> [TEXT SHOWN]
By Rakteem Katakey and Anto Antony - Jun 24, 2011
India raised diesel and cooking gas prices for the first time in a year to reduce losses at state- owned refiners and narrow its budget deficit to a four-year low.
A panel of Indian ministers, led by Finance Minister Pranab Mukherjee, allowed refiners including Indian Oil Corp., the nation’s biggest, to increase diesel prices by 3 rupees (7 cents) a liter, kerosene by 2 rupees a liter and cooking gas by 50 rupees for every 14.2 kilogram bottle, Oil Minister S. Jaipal Reddy said in New Delhi yesterday. The tariffs don’t take into account the taxes imposed by state governments, he said.
Higher fuel costs will accelerate inflation in Asia’s second-largest energy consumer, where diesel and cooking-fuel prices are capped to protect the livelihoods of 75 percent of the population the World Bank says survives on less than $2 a day. Inflation in India is already more than twice the rate in the U.S. and almost four times Germany’s.

> [Stored items from a collection]

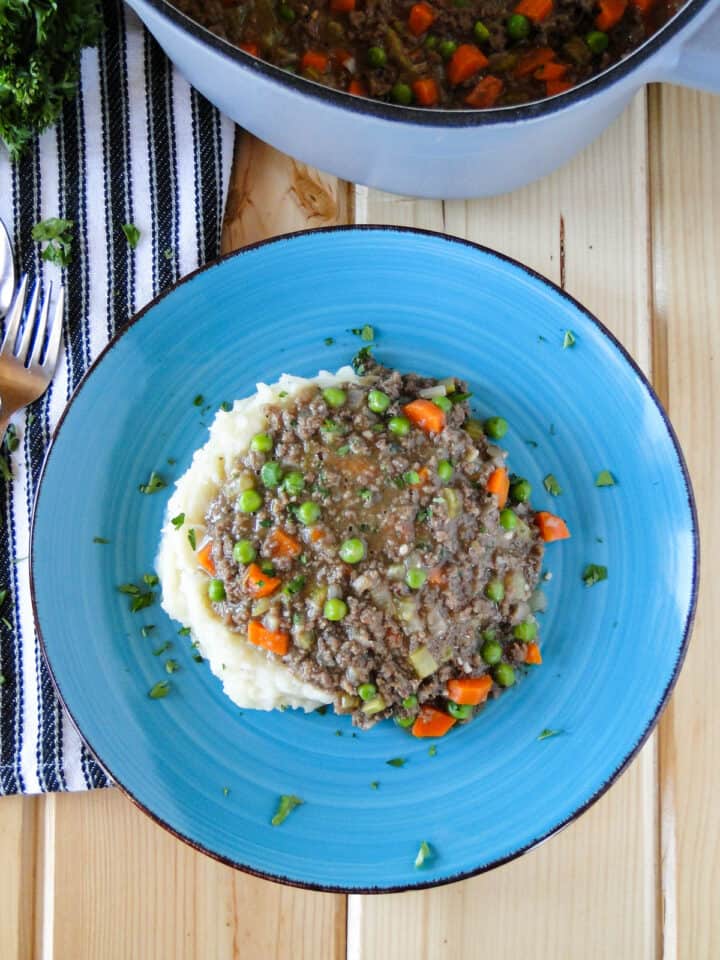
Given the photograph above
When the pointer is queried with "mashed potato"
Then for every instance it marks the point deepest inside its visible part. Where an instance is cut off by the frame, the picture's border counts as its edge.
(249, 677)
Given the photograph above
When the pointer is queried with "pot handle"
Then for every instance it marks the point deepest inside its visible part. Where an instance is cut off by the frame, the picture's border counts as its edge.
(697, 62)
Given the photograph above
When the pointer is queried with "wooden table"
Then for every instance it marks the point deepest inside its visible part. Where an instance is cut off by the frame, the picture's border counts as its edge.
(632, 228)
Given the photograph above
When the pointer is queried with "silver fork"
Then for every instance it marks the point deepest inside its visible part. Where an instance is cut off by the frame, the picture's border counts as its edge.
(27, 367)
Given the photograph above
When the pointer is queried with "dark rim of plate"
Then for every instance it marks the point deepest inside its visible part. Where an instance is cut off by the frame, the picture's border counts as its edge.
(437, 117)
(557, 291)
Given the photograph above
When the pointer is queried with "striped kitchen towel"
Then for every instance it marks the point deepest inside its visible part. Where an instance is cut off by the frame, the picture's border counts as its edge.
(137, 146)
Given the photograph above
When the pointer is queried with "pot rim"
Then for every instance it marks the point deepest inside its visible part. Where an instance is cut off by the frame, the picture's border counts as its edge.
(438, 118)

> [WHAT IS NEEDED] Write out the full news report above on India's diesel and cooking gas price increase, word for word.

> [CORRECT ANSWER]
By Rakteem Katakey and Anto Antony - Jun 24, 2011
India raised diesel and cooking gas prices for the first time in a year to reduce losses at state- owned refiners and narrow its budget deficit to a four-year low.
A panel of Indian ministers, led by Finance Minister Pranab Mukherjee, allowed refiners including Indian Oil Corp., the nation’s biggest, to increase diesel prices by 3 rupees (7 cents) a liter, kerosene by 2 rupees a liter and cooking gas by 50 rupees for every 14.2 kilogram bottle, Oil Minister S. Jaipal Reddy said in New Delhi yesterday. The tariffs don’t take into account the taxes imposed by state governments, he said.
Higher fuel costs will accelerate inflation in Asia’s second-largest energy consumer, where diesel and cooking-fuel prices are capped to protect the livelihoods of 75 percent of the population the World Bank says survives on less than $2 a day. Inflation in India is already more than twice the rate in the U.S. and almost four times Germany’s.